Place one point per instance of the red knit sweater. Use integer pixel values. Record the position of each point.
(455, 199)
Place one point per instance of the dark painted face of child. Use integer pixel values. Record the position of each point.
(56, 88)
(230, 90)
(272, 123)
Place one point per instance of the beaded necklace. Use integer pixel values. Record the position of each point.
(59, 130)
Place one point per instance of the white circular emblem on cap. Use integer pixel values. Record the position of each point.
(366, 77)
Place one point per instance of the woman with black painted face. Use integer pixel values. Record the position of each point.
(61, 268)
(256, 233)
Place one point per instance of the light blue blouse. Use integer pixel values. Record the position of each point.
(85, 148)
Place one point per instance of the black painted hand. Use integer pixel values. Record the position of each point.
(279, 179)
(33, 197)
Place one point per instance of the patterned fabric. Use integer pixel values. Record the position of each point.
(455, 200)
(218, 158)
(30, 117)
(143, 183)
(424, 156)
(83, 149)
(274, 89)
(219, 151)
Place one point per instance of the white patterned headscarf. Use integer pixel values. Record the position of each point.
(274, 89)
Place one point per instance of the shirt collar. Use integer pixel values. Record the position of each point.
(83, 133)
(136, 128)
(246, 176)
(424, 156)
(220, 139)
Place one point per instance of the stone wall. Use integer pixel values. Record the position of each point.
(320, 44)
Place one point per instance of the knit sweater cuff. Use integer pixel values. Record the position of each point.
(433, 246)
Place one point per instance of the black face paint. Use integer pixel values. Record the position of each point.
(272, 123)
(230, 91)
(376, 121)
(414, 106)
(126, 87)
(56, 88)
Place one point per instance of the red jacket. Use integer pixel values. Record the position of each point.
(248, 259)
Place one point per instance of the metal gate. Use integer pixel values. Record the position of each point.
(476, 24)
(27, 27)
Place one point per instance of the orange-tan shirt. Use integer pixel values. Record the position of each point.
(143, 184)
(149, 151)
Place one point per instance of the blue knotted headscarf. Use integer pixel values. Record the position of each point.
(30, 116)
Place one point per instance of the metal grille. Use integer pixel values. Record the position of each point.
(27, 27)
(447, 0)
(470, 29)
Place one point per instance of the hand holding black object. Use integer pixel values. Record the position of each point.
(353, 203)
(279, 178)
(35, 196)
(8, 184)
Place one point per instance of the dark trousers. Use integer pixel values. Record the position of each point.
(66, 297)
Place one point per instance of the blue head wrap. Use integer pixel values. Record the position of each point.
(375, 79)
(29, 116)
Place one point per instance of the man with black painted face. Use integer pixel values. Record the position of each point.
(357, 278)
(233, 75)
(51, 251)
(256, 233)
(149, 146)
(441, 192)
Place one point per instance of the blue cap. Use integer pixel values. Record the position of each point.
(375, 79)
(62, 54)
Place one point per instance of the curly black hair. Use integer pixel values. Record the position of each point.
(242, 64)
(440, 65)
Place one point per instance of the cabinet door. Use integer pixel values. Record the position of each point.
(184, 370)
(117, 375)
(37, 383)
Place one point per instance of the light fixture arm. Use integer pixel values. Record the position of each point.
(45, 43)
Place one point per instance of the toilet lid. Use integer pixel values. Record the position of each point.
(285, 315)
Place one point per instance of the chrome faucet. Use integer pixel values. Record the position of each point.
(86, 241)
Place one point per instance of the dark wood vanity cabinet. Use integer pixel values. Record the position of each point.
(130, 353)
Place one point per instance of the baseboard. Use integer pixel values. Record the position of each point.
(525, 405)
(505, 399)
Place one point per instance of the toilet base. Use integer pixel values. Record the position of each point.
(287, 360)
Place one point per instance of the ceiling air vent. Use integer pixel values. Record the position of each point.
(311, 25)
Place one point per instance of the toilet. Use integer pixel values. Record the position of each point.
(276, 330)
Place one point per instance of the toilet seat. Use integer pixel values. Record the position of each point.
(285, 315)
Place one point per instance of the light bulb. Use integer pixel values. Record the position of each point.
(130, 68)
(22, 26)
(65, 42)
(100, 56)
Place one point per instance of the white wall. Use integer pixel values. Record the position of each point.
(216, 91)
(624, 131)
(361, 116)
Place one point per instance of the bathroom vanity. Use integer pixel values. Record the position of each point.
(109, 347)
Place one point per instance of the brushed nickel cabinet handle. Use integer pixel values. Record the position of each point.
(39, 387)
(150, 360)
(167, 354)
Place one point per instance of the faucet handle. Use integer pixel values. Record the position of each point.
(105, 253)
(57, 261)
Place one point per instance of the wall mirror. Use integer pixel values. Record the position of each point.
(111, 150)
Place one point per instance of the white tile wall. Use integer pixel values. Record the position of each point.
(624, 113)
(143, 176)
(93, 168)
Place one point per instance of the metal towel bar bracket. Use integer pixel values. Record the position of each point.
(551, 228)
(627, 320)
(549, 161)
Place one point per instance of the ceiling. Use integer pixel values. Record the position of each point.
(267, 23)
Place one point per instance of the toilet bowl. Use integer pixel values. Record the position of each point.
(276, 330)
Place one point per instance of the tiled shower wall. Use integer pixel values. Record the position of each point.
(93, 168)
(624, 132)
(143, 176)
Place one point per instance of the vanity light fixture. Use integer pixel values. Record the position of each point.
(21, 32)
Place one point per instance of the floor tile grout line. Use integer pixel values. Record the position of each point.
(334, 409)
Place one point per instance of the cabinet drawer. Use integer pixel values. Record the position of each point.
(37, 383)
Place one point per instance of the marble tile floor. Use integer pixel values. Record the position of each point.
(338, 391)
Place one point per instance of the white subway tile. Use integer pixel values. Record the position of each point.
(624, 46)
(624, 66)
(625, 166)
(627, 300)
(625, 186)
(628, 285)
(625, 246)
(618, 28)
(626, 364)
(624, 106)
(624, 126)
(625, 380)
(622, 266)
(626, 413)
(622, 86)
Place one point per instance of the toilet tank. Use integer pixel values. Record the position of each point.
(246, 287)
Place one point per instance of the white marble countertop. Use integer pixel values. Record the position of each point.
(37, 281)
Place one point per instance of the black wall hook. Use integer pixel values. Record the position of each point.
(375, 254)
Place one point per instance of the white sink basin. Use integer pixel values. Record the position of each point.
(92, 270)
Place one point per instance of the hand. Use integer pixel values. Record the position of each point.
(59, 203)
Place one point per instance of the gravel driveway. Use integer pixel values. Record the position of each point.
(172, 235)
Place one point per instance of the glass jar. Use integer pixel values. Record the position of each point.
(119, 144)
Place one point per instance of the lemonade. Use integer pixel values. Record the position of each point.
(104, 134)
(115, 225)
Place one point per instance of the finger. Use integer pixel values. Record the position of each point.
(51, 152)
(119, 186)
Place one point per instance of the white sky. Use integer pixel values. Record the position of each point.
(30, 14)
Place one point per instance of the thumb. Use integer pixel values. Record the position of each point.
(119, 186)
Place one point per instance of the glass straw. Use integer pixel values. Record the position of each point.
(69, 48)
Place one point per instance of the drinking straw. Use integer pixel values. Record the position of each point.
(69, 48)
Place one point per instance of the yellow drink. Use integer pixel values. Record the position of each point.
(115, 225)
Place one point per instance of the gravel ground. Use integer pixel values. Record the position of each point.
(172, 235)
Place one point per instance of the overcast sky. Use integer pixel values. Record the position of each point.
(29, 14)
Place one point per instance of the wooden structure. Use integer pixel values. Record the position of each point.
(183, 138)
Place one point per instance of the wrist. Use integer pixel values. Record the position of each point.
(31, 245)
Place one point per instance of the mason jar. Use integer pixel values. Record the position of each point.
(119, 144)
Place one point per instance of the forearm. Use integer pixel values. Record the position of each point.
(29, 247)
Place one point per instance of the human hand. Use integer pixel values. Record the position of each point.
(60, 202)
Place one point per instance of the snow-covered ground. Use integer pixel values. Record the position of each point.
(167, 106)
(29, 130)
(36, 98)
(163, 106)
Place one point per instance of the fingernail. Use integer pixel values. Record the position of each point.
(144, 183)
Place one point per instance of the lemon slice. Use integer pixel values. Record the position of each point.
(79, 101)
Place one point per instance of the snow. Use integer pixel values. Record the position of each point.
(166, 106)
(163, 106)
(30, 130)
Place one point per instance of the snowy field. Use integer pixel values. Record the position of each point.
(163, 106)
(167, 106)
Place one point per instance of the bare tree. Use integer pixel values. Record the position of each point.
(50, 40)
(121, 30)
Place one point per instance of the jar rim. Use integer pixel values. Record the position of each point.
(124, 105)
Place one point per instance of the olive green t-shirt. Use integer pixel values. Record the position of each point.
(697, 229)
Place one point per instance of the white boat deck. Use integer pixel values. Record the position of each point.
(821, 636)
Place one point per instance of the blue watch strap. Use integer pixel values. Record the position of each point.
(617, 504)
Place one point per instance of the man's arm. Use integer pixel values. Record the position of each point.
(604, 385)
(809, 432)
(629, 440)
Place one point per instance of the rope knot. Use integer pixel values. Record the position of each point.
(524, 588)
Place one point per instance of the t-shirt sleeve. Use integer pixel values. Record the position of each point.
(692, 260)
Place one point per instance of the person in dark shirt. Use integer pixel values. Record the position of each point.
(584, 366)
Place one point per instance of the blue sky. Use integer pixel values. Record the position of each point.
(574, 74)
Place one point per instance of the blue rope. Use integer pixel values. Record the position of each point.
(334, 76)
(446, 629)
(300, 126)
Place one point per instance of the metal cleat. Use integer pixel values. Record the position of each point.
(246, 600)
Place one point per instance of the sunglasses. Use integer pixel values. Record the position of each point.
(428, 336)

● ● ● ●

**EXERCISE INSTRUCTIONS:** Give again, word for word, every line from the one holding "Place one point per instance of the lemon slice." to the end of the data.

**RESULT OF THIS EXERCISE:**
Place one point per instance of the lemon slice. Use integer pixel values. Record the position of each point.
(79, 101)
Place one point per instance of the snow. Use integer pixel values. Record the position of each point.
(166, 106)
(163, 106)
(30, 130)
Place one point per instance of the snowy field. Use integer pixel values. Record the position of each point.
(163, 106)
(167, 106)
Place one point per instance of the bare tree. Use integer pixel values. Record the position of each point.
(50, 40)
(121, 30)
Place one point per instance of the jar rim. Use integer pixel values. Record the position of each point.
(124, 105)
Place one point per instance of the olive green t-shirt. Use integer pixel values. Record the position of each point.
(697, 229)
Place one point per instance of the white boat deck. Use integer pixel values. Record the position of each point.
(821, 636)
Place one point per instance of the blue watch strap. Use integer pixel values. Record the position of each point.
(617, 504)
Place one point per instance of the man's arm. Use integer pixel values. Record the position of each point.
(604, 385)
(809, 432)
(629, 440)
Place one point per instance of the rope knot. Use integer pixel values. Record the position of each point.
(524, 588)
Place one point per instance of the t-shirt sleeve. Use integer pixel values. Record the position of each point.
(692, 260)
Place one point per instance of the person in dark shirt. Use integer pixel values. Record the position of each point.
(584, 366)
Place one point per instance of the blue sky. Use integer pixel values. Record the position of each point.
(574, 74)
Place one point per instance of the blue rope. Use integer pixel values. Record the position of each point.
(334, 76)
(446, 629)
(300, 126)
Place one point per instance of the metal cleat. Use integer pixel values. Record the position of each point.
(246, 600)
Place one point per instance of the sunglasses. Use integer pixel values. Record the position of each point.
(428, 336)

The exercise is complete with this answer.